Given instruction. Return each line of the records in which the word "most" appears.

Data supplied.
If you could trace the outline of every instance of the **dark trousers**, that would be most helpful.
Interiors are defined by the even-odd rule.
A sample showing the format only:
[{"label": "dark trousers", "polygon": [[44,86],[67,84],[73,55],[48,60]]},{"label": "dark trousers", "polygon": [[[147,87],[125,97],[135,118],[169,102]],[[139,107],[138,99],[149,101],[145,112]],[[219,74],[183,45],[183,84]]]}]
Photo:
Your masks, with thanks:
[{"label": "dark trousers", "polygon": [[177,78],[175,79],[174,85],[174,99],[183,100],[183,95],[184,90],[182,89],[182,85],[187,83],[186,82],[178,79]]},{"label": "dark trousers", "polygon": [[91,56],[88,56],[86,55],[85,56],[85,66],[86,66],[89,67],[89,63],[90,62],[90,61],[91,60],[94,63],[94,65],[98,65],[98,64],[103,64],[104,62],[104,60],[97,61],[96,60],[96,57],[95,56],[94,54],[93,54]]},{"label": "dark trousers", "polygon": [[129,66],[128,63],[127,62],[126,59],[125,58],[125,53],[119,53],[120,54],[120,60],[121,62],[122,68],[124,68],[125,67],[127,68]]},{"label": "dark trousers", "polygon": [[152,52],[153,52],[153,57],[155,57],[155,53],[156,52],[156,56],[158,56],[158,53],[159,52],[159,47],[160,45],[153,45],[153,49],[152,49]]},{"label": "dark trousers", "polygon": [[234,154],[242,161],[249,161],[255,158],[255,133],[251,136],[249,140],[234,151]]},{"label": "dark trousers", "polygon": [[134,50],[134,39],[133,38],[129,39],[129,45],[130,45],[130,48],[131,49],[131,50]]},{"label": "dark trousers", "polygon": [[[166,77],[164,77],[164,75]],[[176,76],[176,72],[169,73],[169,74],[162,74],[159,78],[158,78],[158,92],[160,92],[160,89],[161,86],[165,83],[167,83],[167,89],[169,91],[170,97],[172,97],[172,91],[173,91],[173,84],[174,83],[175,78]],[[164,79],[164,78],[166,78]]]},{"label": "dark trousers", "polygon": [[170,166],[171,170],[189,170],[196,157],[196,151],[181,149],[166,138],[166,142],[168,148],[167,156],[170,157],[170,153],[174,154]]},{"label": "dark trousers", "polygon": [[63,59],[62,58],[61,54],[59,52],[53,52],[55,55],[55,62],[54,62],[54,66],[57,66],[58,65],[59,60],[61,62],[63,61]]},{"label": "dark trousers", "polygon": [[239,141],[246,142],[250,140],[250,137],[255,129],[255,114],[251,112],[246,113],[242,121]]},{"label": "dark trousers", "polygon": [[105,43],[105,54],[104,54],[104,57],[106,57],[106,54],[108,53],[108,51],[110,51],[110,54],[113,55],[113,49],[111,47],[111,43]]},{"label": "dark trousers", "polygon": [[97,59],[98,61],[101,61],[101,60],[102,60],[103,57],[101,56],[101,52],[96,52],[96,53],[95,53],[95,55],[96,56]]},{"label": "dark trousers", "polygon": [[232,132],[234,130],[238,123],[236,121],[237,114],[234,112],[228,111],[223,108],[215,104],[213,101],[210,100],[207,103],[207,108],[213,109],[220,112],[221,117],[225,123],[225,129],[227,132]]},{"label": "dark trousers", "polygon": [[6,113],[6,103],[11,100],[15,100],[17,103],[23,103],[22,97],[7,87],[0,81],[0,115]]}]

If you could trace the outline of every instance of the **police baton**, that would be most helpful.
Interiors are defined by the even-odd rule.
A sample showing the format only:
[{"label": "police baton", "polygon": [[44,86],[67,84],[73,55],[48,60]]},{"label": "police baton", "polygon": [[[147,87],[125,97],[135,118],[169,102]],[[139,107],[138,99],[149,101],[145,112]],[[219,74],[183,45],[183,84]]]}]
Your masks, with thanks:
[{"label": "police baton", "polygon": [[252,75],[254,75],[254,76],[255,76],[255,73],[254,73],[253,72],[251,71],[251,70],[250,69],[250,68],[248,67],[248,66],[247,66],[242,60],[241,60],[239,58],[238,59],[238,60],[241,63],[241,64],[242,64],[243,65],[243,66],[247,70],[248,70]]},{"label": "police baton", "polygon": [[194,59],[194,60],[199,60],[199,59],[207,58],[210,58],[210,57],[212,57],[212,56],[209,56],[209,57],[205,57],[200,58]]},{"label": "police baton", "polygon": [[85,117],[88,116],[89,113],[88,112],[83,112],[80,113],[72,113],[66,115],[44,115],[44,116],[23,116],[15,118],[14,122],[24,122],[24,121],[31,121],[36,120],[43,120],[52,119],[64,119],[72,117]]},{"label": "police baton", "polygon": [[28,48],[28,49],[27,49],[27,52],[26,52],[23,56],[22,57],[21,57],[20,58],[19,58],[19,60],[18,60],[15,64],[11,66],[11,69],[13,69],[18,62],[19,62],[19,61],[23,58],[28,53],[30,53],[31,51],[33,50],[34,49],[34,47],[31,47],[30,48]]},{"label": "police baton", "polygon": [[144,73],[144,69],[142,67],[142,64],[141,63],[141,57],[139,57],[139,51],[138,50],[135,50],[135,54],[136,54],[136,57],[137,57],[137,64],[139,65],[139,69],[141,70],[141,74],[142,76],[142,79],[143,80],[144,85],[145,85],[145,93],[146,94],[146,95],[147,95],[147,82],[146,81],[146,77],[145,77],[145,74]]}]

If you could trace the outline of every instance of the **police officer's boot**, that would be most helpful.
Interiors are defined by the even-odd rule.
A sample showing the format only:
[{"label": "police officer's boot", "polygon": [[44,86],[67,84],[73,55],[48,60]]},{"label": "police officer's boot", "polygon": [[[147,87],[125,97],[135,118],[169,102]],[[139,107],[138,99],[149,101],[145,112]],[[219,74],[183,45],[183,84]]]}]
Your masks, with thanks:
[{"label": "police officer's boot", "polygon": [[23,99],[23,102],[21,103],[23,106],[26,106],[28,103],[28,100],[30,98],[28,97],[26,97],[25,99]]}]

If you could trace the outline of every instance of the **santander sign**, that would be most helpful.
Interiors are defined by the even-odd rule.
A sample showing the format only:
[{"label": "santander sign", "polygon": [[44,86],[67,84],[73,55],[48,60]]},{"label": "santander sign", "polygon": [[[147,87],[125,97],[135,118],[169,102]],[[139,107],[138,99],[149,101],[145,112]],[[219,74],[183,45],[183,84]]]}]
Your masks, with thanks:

Written solution.
If you could trace the outline of every instance of the **dark trousers**, that would be most helpful.
If you could trace the outline of every instance of the **police baton**, that would be most helpful.
If you could trace the outline of every instance of the **police officer's boot**, that would be most helpful.
If you could trace the outline of every instance of the **santander sign**, that would be most helpful.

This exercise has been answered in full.